• _EXERCISE DETAILS_
Copy the records below line for line, reproducing every character unchanged.

• _MATERIAL FOR THIS EXERCISE_
========
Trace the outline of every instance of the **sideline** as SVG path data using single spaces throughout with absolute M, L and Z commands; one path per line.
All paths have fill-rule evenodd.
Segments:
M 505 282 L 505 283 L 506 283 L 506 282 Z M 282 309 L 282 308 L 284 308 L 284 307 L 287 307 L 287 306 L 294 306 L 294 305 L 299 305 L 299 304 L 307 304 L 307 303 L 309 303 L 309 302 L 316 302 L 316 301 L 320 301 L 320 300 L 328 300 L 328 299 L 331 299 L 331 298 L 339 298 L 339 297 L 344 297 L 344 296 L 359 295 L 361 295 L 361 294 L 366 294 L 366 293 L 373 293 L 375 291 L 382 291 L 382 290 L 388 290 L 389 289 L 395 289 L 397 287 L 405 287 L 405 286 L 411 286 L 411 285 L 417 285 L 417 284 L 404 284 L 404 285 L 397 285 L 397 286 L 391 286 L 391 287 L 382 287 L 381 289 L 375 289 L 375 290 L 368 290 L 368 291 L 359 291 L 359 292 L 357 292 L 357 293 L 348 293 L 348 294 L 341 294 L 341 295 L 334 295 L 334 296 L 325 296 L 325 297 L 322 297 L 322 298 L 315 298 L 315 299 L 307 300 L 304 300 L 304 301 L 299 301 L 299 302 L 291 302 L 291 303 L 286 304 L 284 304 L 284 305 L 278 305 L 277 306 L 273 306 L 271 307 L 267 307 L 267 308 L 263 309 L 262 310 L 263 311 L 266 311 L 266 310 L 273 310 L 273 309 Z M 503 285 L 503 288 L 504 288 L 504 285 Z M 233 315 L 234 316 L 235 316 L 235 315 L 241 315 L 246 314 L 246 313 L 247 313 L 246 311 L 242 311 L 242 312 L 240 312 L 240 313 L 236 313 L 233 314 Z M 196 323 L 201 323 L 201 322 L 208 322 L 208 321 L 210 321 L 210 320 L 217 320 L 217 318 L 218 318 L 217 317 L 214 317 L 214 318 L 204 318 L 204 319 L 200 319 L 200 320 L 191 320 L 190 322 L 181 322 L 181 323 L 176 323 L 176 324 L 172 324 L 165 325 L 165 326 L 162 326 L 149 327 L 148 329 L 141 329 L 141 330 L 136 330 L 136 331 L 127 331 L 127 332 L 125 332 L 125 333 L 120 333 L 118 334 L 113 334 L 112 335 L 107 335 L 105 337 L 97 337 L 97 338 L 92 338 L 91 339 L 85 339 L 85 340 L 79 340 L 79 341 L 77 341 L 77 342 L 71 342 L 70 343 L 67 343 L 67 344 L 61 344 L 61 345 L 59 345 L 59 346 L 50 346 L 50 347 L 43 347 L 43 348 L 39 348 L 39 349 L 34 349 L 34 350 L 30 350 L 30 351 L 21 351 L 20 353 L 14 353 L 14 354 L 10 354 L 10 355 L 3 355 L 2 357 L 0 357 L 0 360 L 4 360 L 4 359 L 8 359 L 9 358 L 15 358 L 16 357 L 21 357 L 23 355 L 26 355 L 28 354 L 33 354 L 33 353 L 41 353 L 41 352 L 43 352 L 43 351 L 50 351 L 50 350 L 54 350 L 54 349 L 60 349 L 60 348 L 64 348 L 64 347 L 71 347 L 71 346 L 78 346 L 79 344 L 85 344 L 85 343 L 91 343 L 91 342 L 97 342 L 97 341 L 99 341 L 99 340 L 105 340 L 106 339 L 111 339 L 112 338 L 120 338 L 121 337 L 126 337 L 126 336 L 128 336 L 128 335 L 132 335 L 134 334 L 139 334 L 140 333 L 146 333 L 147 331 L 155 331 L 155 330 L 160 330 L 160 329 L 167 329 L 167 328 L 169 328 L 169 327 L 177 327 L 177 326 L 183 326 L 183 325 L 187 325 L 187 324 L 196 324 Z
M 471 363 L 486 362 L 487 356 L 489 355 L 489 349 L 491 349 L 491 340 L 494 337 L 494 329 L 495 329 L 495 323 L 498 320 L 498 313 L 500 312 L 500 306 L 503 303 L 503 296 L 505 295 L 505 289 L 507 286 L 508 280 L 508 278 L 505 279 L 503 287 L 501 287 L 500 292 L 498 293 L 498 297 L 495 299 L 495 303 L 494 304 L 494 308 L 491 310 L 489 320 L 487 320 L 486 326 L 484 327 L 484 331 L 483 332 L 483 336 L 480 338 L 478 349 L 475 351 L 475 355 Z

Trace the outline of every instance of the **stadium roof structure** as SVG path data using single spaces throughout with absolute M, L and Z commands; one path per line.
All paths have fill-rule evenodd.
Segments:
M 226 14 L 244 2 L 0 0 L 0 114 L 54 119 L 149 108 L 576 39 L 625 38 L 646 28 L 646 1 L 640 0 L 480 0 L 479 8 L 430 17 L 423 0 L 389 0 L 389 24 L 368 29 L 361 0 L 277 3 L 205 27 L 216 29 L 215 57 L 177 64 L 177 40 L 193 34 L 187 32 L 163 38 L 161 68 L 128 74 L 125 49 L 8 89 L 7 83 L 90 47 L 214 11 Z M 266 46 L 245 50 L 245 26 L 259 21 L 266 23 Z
========
• _EXPECTED ANSWER_
Trace the outline of every instance of the **sideline** as SVG path data using single spaces throughout with absolute M, L and Z commands; one path per line.
All paths have fill-rule evenodd.
Segments:
M 505 282 L 505 283 L 506 283 L 506 282 Z M 282 309 L 282 308 L 284 308 L 284 307 L 287 307 L 287 306 L 294 306 L 294 305 L 299 305 L 299 304 L 307 304 L 307 303 L 309 303 L 309 302 L 316 302 L 316 301 L 320 301 L 320 300 L 328 300 L 328 299 L 331 299 L 331 298 L 339 298 L 339 297 L 344 297 L 344 296 L 359 295 L 361 295 L 361 294 L 366 294 L 366 293 L 373 293 L 375 291 L 382 291 L 382 290 L 388 290 L 389 289 L 395 289 L 397 287 L 405 287 L 405 286 L 411 286 L 411 285 L 417 285 L 417 284 L 404 284 L 404 285 L 397 285 L 397 286 L 391 286 L 391 287 L 382 287 L 381 289 L 375 289 L 375 290 L 368 290 L 368 291 L 359 291 L 359 292 L 357 292 L 357 293 L 348 293 L 348 294 L 341 294 L 341 295 L 334 295 L 334 296 L 325 296 L 325 297 L 322 297 L 322 298 L 315 298 L 315 299 L 307 300 L 304 300 L 304 301 L 299 301 L 299 302 L 291 302 L 291 303 L 286 304 L 284 304 L 284 305 L 278 305 L 277 306 L 273 306 L 271 307 L 267 307 L 267 308 L 263 309 L 262 310 L 263 311 L 266 311 L 266 310 L 273 310 L 273 309 Z M 503 285 L 503 288 L 504 288 L 504 285 Z M 233 315 L 234 316 L 235 316 L 235 315 L 241 315 L 246 314 L 246 313 L 247 313 L 246 311 L 242 311 L 242 312 L 240 312 L 240 313 L 236 313 L 233 314 Z M 196 323 L 201 323 L 201 322 L 208 322 L 208 321 L 210 321 L 210 320 L 217 320 L 217 318 L 218 318 L 217 317 L 214 317 L 214 318 L 204 318 L 204 319 L 200 319 L 200 320 L 191 320 L 190 322 L 181 322 L 181 323 L 176 323 L 176 324 L 172 324 L 165 325 L 165 326 L 162 326 L 149 327 L 148 329 L 141 329 L 141 330 L 136 330 L 136 331 L 127 331 L 127 332 L 125 332 L 125 333 L 120 333 L 118 334 L 113 334 L 112 335 L 107 335 L 105 337 L 97 337 L 97 338 L 92 338 L 91 339 L 85 339 L 85 340 L 79 340 L 79 341 L 77 341 L 77 342 L 71 342 L 70 343 L 67 343 L 67 344 L 61 344 L 61 345 L 59 345 L 59 346 L 50 346 L 50 347 L 43 347 L 43 348 L 39 348 L 39 349 L 34 349 L 34 350 L 30 350 L 30 351 L 21 351 L 20 353 L 14 353 L 14 354 L 10 354 L 10 355 L 3 355 L 2 357 L 0 357 L 0 360 L 4 360 L 4 359 L 8 359 L 9 358 L 15 358 L 16 357 L 21 357 L 23 355 L 26 355 L 28 354 L 33 354 L 33 353 L 41 353 L 41 352 L 43 352 L 43 351 L 50 351 L 50 350 L 54 350 L 54 349 L 60 349 L 60 348 L 64 348 L 64 347 L 71 347 L 71 346 L 78 346 L 79 344 L 85 344 L 85 343 L 91 343 L 91 342 L 97 342 L 97 341 L 99 341 L 99 340 L 105 340 L 106 339 L 111 339 L 112 338 L 120 338 L 121 337 L 126 337 L 126 336 L 128 336 L 128 335 L 132 335 L 134 334 L 139 334 L 140 333 L 146 333 L 147 331 L 155 331 L 155 330 L 160 330 L 160 329 L 167 329 L 167 328 L 169 328 L 169 327 L 177 327 L 177 326 L 183 326 L 183 325 L 187 325 L 187 324 L 196 324 Z
M 471 363 L 486 362 L 487 356 L 489 355 L 489 349 L 491 349 L 491 340 L 494 337 L 494 329 L 495 329 L 495 323 L 498 320 L 498 313 L 500 312 L 500 306 L 503 303 L 503 296 L 505 295 L 505 289 L 507 286 L 508 280 L 508 278 L 505 279 L 503 287 L 501 287 L 500 292 L 498 293 L 498 297 L 495 299 L 495 303 L 494 304 L 494 308 L 491 310 L 489 320 L 487 320 L 486 326 L 484 327 L 484 331 L 483 332 L 483 336 L 480 338 L 478 349 L 475 351 L 475 355 Z

Trace the outline of every instance of the **stadium roof structure** as SVG path data using single spaces throughout with absolute M, L and Z commands; one path per line.
All paths have fill-rule evenodd.
Segments:
M 226 14 L 244 2 L 0 0 L 0 114 L 54 119 L 149 108 L 576 39 L 625 38 L 646 28 L 646 1 L 640 0 L 480 0 L 479 8 L 430 17 L 423 0 L 389 0 L 389 24 L 368 29 L 361 0 L 277 3 L 205 27 L 216 29 L 215 57 L 177 64 L 177 40 L 193 34 L 187 32 L 163 38 L 161 68 L 128 74 L 125 49 L 8 89 L 7 83 L 90 47 L 214 11 Z M 266 46 L 245 50 L 245 26 L 259 21 L 266 23 Z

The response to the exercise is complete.